======== Données ========

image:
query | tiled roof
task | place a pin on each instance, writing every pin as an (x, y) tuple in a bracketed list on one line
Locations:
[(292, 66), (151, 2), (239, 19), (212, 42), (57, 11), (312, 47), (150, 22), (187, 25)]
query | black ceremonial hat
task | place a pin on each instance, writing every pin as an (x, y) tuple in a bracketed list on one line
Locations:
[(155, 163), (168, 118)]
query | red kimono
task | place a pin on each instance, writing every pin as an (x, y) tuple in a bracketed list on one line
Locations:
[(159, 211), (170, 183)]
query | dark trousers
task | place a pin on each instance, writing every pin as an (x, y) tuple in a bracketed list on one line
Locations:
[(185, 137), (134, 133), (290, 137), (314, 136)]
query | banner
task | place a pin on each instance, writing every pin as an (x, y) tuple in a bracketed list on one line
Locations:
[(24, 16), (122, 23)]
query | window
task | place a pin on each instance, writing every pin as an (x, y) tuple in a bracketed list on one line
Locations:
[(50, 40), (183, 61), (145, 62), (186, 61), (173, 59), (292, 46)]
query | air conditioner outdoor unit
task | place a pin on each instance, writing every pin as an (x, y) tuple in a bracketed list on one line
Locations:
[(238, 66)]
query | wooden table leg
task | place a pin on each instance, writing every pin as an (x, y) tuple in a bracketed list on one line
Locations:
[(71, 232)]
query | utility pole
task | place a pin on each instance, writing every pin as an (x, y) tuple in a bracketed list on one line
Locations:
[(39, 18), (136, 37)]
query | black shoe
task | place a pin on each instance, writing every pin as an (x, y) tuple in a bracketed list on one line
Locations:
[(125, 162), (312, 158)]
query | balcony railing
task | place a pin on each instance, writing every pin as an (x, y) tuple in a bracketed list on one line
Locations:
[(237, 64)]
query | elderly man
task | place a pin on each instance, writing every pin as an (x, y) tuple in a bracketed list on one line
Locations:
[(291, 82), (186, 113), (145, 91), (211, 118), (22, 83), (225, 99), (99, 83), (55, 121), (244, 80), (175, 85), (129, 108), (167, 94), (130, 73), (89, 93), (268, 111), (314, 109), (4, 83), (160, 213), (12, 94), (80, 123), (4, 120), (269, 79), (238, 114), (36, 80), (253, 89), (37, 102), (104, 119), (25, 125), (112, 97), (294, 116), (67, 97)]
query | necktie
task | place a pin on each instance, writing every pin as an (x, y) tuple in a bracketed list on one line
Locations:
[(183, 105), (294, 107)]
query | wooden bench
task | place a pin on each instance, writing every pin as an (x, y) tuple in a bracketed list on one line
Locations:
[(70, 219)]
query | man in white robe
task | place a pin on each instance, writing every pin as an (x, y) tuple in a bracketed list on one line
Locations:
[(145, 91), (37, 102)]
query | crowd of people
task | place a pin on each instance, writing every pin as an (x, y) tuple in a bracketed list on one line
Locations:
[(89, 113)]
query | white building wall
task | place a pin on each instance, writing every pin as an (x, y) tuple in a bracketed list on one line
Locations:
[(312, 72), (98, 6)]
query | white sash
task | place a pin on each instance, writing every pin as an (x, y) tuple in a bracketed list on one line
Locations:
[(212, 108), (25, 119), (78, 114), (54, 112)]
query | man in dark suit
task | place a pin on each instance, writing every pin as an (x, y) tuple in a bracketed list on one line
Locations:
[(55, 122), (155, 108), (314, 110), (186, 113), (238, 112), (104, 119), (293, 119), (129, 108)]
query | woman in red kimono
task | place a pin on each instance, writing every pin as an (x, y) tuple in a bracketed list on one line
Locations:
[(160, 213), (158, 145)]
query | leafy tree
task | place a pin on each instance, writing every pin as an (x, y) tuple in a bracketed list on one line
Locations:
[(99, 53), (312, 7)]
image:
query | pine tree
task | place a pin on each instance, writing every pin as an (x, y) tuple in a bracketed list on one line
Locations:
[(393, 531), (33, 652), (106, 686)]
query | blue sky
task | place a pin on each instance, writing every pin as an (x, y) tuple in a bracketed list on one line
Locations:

========

> [Consigne] Réécris en liste numérotée les lignes allant de celle qui contient « query | man in dark suit » à celle qui contient « [(393, 531), (33, 652), (106, 686)] », ces deux lignes comprises, en laissant de côté les lignes vides.

> [Réponse]
1. query | man in dark suit
2. task | place a pin on each instance, writing every pin as an (x, y) tuple in a bracketed list on one line
3. Locations:
4. [(55, 122), (155, 108), (314, 110), (186, 113), (238, 112), (104, 119), (293, 119), (129, 108)]
5. query | woman in red kimono
6. task | place a pin on each instance, writing every pin as an (x, y) tuple in a bracketed list on one line
7. Locations:
8. [(160, 213), (158, 145)]
9. query | leafy tree
10. task | place a pin on each instance, writing every pin as an (x, y) tuple in a bracketed list on one line
11. Locations:
12. [(99, 53), (312, 7)]
13. image:
14. query | pine tree
15. task | place a pin on each instance, writing every pin as an (x, y) tuple in a bracketed list on one line
16. Locations:
17. [(393, 531), (33, 652), (106, 686)]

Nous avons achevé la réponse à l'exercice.